Exact reproduction of the data is required, with images excluded.

● **Supplied records**
BEGIN
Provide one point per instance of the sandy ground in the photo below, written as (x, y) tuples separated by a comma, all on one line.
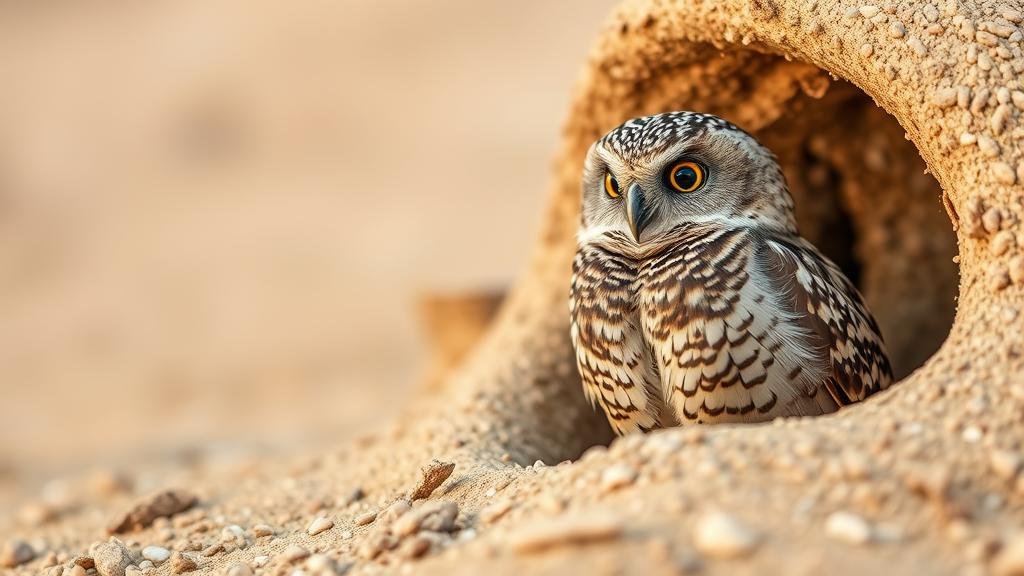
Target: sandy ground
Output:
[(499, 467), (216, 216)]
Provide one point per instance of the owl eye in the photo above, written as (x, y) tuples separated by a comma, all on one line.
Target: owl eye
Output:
END
● **Problem solution**
Provide one point per instance of the sandy ground in the photo below, written as (x, y) tuples separated by a comma, all on one line.
Target: sandy ground
Output:
[(499, 467), (216, 216)]
Provide one point per instance of the owl eye in the photo above, written as (x, y) tuples separated by a comma, all on one line.
Target: owl eye
Output:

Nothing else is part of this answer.